#### [Problem statement]
Without changing a single word, restate the entries below.

#### [Excerpted records]
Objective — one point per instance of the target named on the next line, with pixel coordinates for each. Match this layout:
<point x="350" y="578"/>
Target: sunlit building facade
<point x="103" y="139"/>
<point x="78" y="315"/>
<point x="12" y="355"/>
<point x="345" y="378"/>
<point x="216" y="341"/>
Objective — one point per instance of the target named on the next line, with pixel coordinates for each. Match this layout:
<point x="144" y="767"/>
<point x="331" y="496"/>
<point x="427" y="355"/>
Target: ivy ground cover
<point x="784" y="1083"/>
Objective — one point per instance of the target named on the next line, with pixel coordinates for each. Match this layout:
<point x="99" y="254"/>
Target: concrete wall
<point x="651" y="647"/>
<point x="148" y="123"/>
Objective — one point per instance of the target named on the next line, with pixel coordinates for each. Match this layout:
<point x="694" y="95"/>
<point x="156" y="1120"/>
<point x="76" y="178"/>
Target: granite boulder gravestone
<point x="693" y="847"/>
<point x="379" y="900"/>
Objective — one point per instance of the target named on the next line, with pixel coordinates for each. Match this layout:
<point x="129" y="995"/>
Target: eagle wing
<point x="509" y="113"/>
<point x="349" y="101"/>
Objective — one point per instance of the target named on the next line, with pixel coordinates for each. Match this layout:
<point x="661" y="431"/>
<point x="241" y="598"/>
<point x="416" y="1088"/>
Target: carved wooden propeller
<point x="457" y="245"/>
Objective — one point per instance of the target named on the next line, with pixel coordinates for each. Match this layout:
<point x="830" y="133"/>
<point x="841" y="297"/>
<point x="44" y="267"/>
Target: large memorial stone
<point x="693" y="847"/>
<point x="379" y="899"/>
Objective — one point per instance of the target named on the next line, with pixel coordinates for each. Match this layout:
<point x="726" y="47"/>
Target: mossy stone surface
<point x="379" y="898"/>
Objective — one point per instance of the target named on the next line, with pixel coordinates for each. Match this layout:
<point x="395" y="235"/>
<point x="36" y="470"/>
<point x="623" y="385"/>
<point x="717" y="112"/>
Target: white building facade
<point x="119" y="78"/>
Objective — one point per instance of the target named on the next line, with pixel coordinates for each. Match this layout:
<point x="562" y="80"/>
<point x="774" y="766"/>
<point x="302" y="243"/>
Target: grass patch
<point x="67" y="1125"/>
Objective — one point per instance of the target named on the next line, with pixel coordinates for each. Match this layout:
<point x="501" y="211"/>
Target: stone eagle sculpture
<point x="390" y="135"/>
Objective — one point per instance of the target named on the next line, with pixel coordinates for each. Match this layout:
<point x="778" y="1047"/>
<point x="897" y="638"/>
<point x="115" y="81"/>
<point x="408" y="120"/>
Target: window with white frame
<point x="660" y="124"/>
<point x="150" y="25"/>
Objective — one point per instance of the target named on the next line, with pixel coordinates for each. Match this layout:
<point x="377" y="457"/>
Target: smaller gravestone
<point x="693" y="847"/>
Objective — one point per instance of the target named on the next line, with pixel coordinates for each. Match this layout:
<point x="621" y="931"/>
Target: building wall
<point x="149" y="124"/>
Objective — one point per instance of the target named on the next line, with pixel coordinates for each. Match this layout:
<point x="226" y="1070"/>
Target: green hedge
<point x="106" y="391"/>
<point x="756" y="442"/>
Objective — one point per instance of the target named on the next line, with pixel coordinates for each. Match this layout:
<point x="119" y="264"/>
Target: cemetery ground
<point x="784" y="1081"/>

#### [Written reply]
Objective — one point per instance of the target named on the next line, with pixel coordinates for each. Match this layout:
<point x="350" y="578"/>
Target: sunlit building facade
<point x="103" y="139"/>
<point x="78" y="315"/>
<point x="12" y="355"/>
<point x="345" y="378"/>
<point x="216" y="341"/>
Objective — one point per instance of the target named on the next line, with pixel coordinates for each. Match this layout:
<point x="144" y="767"/>
<point x="331" y="496"/>
<point x="427" y="355"/>
Target: ivy ground cover
<point x="784" y="1083"/>
Objective — one point per instance of the target named on the next line, with pixel coordinates for each. Match this layout:
<point x="99" y="254"/>
Target: concrete wall
<point x="651" y="647"/>
<point x="148" y="123"/>
Objective — one point per instance of the target named on the next line, with pixel coordinates for each. Match this layout:
<point x="694" y="95"/>
<point x="156" y="1120"/>
<point x="76" y="178"/>
Target: granite boulder gravestone
<point x="693" y="847"/>
<point x="379" y="900"/>
Objective — one point per instance of the target named on the next line, with pixel coordinates for each. Match this layout:
<point x="129" y="995"/>
Target: eagle wing
<point x="509" y="113"/>
<point x="349" y="101"/>
Objective — one point per instance of the target named on the next line, with pixel coordinates for each. Match this layout:
<point x="661" y="431"/>
<point x="241" y="598"/>
<point x="416" y="1088"/>
Target: carved wooden propeller
<point x="457" y="245"/>
Objective — one point per instance of the target named on the next line, with pixel coordinates for each. Match this layout:
<point x="830" y="133"/>
<point x="841" y="297"/>
<point x="44" y="267"/>
Target: large memorial stone
<point x="693" y="847"/>
<point x="379" y="899"/>
Objective — one point per instance of the target named on the next line, with pixel coordinates for each. Match this layout:
<point x="726" y="47"/>
Target: mossy stone surface
<point x="379" y="898"/>
Objective — one point per instance of the target named on the next line, with pixel coordinates for each. Match this layout:
<point x="395" y="235"/>
<point x="36" y="470"/>
<point x="623" y="385"/>
<point x="717" y="112"/>
Target: white building facade
<point x="119" y="78"/>
Objective — one point per instance of the target named on the next line, with pixel coordinates for each. Match this layout:
<point x="562" y="80"/>
<point x="774" y="766"/>
<point x="302" y="243"/>
Target: grass patch
<point x="67" y="1125"/>
Objective — one point per instance of the target named on the next line, with pixel coordinates for each. Match this layout:
<point x="501" y="211"/>
Target: stone eagle sculpture
<point x="390" y="135"/>
Objective — one point per instance of the target named on the next line, with pixel coordinates for each. Match this layout:
<point x="778" y="1047"/>
<point x="897" y="638"/>
<point x="115" y="81"/>
<point x="408" y="120"/>
Target: window with white frame
<point x="660" y="124"/>
<point x="150" y="25"/>
Objective — one point per instance of the target named on the next line, with pixel coordinates for each. Match this layout:
<point x="377" y="457"/>
Target: smaller gravestone
<point x="693" y="847"/>
Objective — one point per instance of the target named on the next line, with pixel coordinates for each. Match this layout:
<point x="621" y="931"/>
Target: building wall
<point x="149" y="124"/>
Objective — one point per instance of the target named on the next line, with pixel coordinates for each. Match this layout:
<point x="226" y="1070"/>
Target: green hedge
<point x="106" y="391"/>
<point x="756" y="442"/>
Objective — one point per instance of the target named on the next line, with pixel coordinates for each. Match this layout:
<point x="119" y="264"/>
Target: cemetery ground
<point x="784" y="1081"/>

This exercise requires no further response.